Output all of the records exactly, word for word.

▸ **Listed entries**:
---
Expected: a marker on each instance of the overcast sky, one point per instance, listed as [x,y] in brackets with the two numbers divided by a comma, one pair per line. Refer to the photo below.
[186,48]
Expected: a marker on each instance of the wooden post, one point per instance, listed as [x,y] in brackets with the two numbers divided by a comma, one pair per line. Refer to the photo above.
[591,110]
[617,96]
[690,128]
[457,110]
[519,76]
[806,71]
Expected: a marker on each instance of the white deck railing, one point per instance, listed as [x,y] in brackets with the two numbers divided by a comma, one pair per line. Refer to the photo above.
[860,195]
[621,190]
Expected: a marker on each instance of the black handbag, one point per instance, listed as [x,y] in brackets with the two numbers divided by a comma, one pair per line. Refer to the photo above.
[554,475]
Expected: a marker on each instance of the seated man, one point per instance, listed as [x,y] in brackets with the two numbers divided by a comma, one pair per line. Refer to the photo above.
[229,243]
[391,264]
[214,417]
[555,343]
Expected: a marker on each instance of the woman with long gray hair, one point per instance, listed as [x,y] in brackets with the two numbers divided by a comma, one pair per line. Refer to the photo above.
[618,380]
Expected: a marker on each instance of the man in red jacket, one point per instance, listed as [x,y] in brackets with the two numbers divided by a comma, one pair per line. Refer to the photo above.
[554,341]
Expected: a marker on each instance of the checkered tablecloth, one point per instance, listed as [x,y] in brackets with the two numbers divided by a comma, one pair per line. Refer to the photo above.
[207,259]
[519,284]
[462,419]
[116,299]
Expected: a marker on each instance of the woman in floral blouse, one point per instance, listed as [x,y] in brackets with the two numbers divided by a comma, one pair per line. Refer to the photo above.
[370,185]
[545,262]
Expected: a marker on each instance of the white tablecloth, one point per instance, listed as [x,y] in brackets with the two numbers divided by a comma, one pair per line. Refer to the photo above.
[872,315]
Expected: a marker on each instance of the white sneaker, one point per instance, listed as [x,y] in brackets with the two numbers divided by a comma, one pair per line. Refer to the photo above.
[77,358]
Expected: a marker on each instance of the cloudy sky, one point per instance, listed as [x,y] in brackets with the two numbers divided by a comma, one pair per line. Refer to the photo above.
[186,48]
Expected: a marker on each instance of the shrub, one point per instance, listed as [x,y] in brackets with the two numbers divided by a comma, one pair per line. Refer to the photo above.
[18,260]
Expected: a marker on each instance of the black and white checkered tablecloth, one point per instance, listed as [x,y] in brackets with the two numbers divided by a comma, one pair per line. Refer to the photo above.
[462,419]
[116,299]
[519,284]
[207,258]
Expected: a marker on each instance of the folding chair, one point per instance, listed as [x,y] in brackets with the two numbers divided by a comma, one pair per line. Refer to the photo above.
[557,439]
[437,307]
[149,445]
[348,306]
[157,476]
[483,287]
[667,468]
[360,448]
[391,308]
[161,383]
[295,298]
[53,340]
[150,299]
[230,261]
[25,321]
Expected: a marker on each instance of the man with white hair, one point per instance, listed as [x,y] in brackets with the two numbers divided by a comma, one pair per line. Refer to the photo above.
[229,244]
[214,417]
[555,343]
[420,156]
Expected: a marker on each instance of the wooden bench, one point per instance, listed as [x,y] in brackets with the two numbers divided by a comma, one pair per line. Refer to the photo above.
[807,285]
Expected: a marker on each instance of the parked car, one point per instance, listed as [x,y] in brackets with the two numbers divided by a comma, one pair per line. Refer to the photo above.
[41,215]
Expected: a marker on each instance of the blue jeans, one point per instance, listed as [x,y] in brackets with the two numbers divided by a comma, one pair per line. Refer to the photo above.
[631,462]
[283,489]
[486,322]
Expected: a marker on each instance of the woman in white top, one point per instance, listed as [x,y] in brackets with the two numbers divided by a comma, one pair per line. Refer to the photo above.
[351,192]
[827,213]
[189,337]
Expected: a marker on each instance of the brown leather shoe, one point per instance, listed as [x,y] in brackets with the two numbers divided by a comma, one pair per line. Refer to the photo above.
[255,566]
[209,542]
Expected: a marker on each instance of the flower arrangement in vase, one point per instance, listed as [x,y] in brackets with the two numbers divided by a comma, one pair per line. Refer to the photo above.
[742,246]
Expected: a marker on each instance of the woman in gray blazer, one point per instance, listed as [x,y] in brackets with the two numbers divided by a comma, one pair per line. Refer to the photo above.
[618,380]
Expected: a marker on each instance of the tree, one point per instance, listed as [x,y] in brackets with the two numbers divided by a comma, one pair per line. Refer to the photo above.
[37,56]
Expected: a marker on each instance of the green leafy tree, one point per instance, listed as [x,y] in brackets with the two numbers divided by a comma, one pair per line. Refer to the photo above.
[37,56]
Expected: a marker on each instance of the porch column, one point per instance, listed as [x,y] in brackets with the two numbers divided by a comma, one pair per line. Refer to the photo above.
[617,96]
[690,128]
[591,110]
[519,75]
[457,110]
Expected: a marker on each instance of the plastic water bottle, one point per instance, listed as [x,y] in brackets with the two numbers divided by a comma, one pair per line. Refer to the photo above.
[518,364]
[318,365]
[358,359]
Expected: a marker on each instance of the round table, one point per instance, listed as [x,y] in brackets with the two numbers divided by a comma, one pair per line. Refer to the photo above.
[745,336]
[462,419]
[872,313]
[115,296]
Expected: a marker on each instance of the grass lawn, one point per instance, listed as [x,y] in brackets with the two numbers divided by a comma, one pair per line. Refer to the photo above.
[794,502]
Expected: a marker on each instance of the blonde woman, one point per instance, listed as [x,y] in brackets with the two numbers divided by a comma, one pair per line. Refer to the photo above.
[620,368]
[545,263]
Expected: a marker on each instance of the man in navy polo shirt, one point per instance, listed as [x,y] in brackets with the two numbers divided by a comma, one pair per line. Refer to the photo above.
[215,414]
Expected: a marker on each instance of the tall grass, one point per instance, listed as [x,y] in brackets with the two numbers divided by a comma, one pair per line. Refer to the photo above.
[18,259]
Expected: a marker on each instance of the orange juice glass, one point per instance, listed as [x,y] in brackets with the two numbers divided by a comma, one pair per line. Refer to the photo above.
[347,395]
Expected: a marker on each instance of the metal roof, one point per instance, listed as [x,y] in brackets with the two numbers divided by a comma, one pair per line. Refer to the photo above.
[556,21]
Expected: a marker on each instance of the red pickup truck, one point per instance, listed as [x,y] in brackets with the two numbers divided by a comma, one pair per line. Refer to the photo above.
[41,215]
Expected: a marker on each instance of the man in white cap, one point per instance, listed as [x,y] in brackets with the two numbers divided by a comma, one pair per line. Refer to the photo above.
---
▸ **Problem solution**:
Expected: a marker on each instance of the overcast sky, one point per instance, listed as [x,y] in brackets with the two numbers divided by a comma, one pair per line. Refer to the photo below.
[186,48]
Expected: a marker on each instance of the wooden post, one point per instance, listed as [x,y] in brackets with the two numbers divided by a comma, one pair per line. Refer to the photo above.
[591,110]
[617,96]
[690,128]
[457,110]
[519,76]
[806,71]
Expected: a marker on each instance of the white deck railing, one point per instance, listed as [x,y] in brackets with the two numbers divided by a comma, one pair per line. Refer to the photo above.
[860,195]
[621,190]
Expected: a marker on each instance of the black handbag, one point per instance, listed as [x,y] in brackets with the two numbers divided by a comma, one pair per line. Refer to the photo above.
[554,475]
Expected: a marker on each instance of the seated man, one point per instance, listed as [x,y] in brackets with the two numbers divided by a comma, one pair per line. Refer to the photo above.
[229,243]
[391,264]
[214,417]
[555,343]
Expected: a marker on each instance of the woman with long gray hair, one point per instance, listed as [x,y] in brackets with the two numbers divided by a comma, one pair per line. Refer to the photo above.
[618,380]
Expected: a marker on each instance of the man in red jacket, one point per instance, listed as [x,y] in brackets with the two numbers divided by a comma, one pair per line. Refer to the photo above.
[554,341]
Expected: a marker on each instance of the checkered tablecloth, one point per instance, listed as [x,y] in brackets with the two numbers divided by a comma, one pair per line. Refer to the photo above.
[207,259]
[519,284]
[462,419]
[116,299]
Expected: a marker on each instance of the woman in floral blouse, one point per instance, listed as [x,y] in brackets with the two numbers divided by a comma, one pair per line. Refer to the photo above.
[370,185]
[545,262]
Expected: a marker on each instance of the white tablecloth, one point per instance, listed as [x,y] in brackets with the two numbers divided by a comma, one pair per line. Refer to the photo above.
[872,315]
Expected: a marker on each instance of the white sneaker, one point per instance, listed as [x,y] in brackets with the two numbers divided by a comma, one pair per line. Refer to the photo above.
[77,358]
Expected: a marker on each instance of the cloudy sky, one point per instance, listed as [x,y] in brackets with the two numbers divided by a comma, one pair per line. Refer to the photo above.
[186,48]
Expected: a marker on each instance of the shrub, one point per instance, listed as [x,y] in brackets with the two numbers divided by a comma, one pair per line. Refer to the photo above.
[18,260]
Expected: a marker on each instance of the black and white checkered tablecloth, one point per instance, listed as [x,y] in brackets with the two numbers divided by a comma, one pair per line. Refer to the photo above.
[462,419]
[116,299]
[519,284]
[207,258]
Expected: a marker on each instance of the folding chair, one point per instance, listed as [x,y] in brackets with the two numbers divided by a comma, one pair per line. Refer to the photo above.
[557,439]
[437,307]
[149,445]
[348,306]
[157,476]
[483,287]
[667,468]
[360,448]
[391,308]
[161,383]
[295,298]
[53,340]
[150,299]
[230,261]
[25,321]
Expected: a marker on each instance of the man with white hair, one point per instance, listed as [x,y] in brackets with the two numbers divided by a comma, one pair per line. Refer to the photo above.
[229,244]
[214,417]
[555,343]
[420,156]
Expected: a marker on each instance of the wooden bench, one point per instance, listed as [x,y] in brackets with the two numbers divided by a comma, one pair per line. Refer to the photo above.
[807,285]
Expected: a marker on each instance of the parked car, one point per instance, listed as [x,y] in brackets with the two numbers divided by a comma, one pair per line. Refer to the photo above.
[41,215]
Expected: a marker on each instance of the blue jeans, one point per instance, listed as [x,y] in brackets with the two numbers divided by a comma, one pair per line. Refer to the photo above.
[631,462]
[283,489]
[486,322]
Expected: a marker on each instance of the woman in white top, one point per instance, listed as [x,y] in brackets with the two numbers divided by a comma, one pair per line. Refer to the photo above.
[351,192]
[827,213]
[189,337]
Expected: a marker on each instance of the brown leather shoe, one point per instance, listed as [x,y] in brackets with the two numbers divided by a comma, one pair per line. Refer to the photo above.
[255,566]
[209,542]
Expected: a marker on each instance of the flower arrangement in vase, one point per instance, listed as [x,y] in brackets with the two numbers divided by a comma, one pair per line. Refer to the photo above.
[742,246]
Expected: a marker on each instance of the woman in gray blazer, one point per instance, listed as [x,y] in brackets with the two numbers divided by a comma, one pair per line. Refer to the photo above.
[618,380]
Expected: a marker on each instance of the tree, one point per instance, listed as [x,y] in brackets with the two numbers divided by a comma, one pair per line. Refer to the photo above.
[37,56]
Expected: a marker on each instance of the green leafy tree, one point per instance, listed as [x,y] in brackets with the two numbers divided by a comma, one pair per line. Refer to the photo above.
[37,56]
Expected: a marker on each instance of the porch column, one point per instance, listed as [x,y] in brackets with the two numbers divided by a comma, one pair per line. Refer to the photo above.
[617,96]
[690,128]
[591,110]
[519,75]
[457,110]
Expected: a marker on each instance of the plastic water bottle, one point per instance, listed as [x,y] in brackets with the two numbers divided by a comma, one pair per line. Refer to the photo above.
[518,364]
[318,365]
[358,359]
Expected: a marker on each instance of the round table, one point per instance, listed as [x,y] in brackets with the two numbers divided by a comma, one pair per line. Refer to the photo above.
[745,336]
[462,419]
[872,313]
[115,296]
Expected: a marker on each instance of the grass lawn, one point per instance, listed as [x,y] in brackets with the two numbers divided by a comma, one pair per line. Refer to the photo above.
[794,502]
Expected: a marker on each instance of the blonde woman, one point per instance, listed as [x,y] in brackets with the two numbers divided by a comma, one pair per line. Refer to the photo above.
[620,368]
[545,263]
Expected: a marker on each instance of the man in navy polo shirt, one point per instance, listed as [x,y] in brackets with the two numbers divided by a comma, one pair per line. Refer to the photo above.
[215,414]
Expected: a marker on each instance of the tall grass, one point per instance, listed as [x,y] in brackets with the two numbers divided by a comma, one pair per line. Refer to the photo above.
[18,259]
Expected: a marker on each instance of the orange juice glass, one point per instance, listed as [x,y] in brackets with the two numbers divided by a comma, one pair per line. Refer to the photo above.
[347,395]
Expected: a marker on each instance of the metal roof, one point per instance, listed as [x,y] in brackets with the two numbers divided by a comma, one pair per line. Refer to the photo above.
[556,21]
Expected: a marker on each instance of the red pickup truck, one point per instance, listed as [x,y] in brackets with the two numbers divided by a comma, one pair per line. Refer to the photo above.
[41,215]
Expected: a marker on each instance of the man in white cap, one point per instance, listed as [x,y] in brackets with the two numbers divided by a comma, one pair per line. Refer to the photo above.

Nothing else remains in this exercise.